- _Task to complete_
Do these statements agree with the forum thread below about "additional workup planned": (a) the opening post asks about the presenting problem section of Medical Decision Making; (b) the reply draws on a Q/A section from Novitas Solutions, Inc; (c) the entry cited in the reply is numbered 12? Give yes or no for each, with the thread's deciding words quoted verbatim.

# MDM Additional workup planned



## jemimah crescentia (Apr 22, 2013)

Hi:

Could anyone let me know the real meaning for "additional workup planned" in the presenting problem section of Medical Decision Making(MDM), when laboratory,x-ray or any diagnostic tests had been ordered whether it could be considered as additional workup or needed a admission, referral or transfer of the patient

Thanks for your help,
Dr.Jemimah,CPC


----------



## Tonyj (Apr 22, 2013)

jemimah crescentia said:


> Hi:
> 
> Could anyone let me know the real meaning for "additional workup planned" in the presenting problem section of Medical Decision Making(MDM), when laboratory,x-ray or any diagnostic tests had been ordered whether it could be considered as additional workup or needed a admission, referral or transfer of the patient
> 
> ...



As per Novitas Solutions, Inc Q/A section: 18.What constitutes additional workup in the Amount and Complexity of Data grid for Medical Decision Making?

(Photo-based referring expression data)

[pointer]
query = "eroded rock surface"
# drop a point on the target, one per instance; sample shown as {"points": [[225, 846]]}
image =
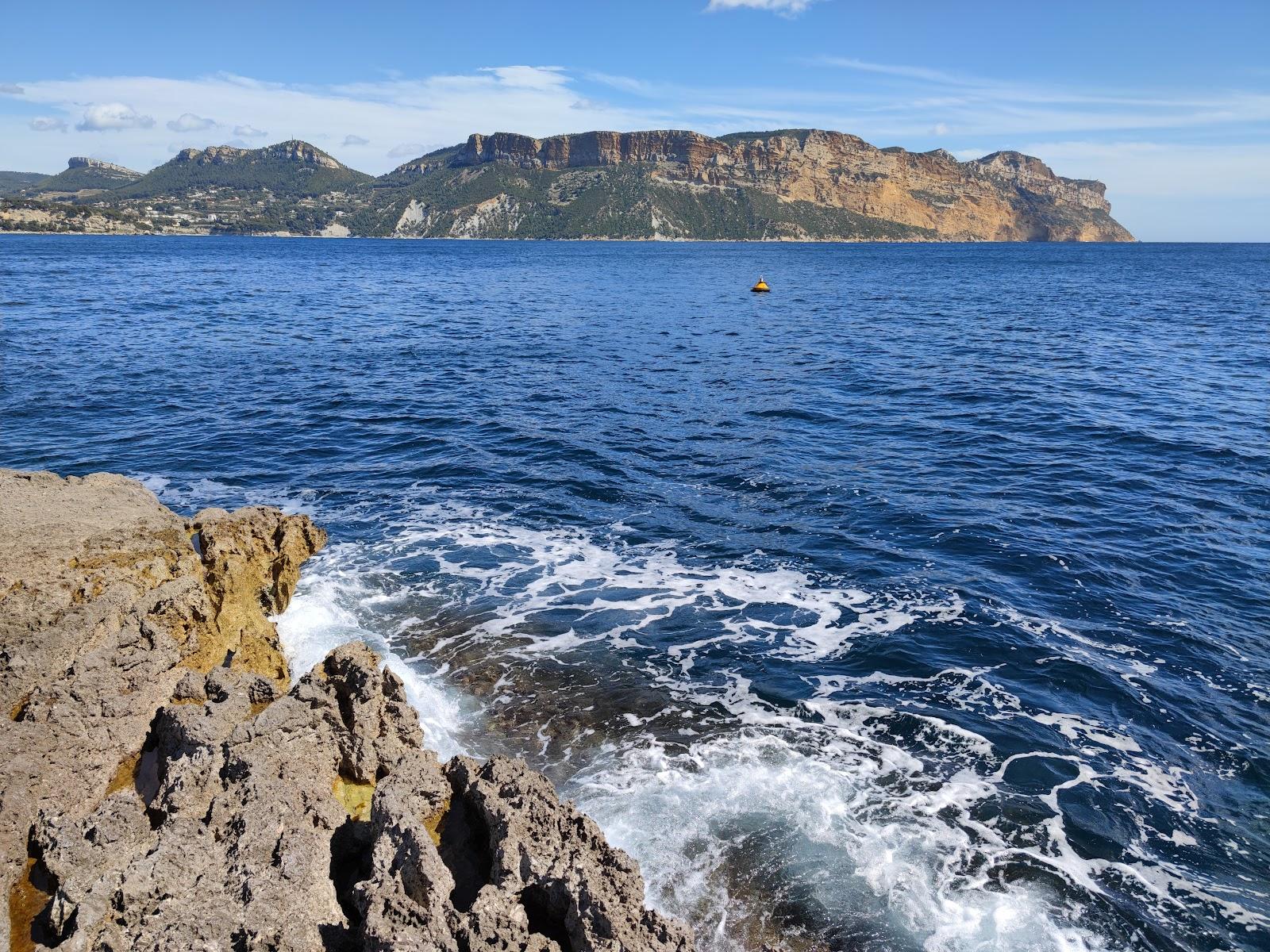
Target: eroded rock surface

- _Result_
(a) Yes: "in the presenting problem section of Medical Decision Making(MDM)"
(b) Yes: "As per Novitas Solutions, Inc Q/A section"
(c) No: "18.What constitutes additional workup"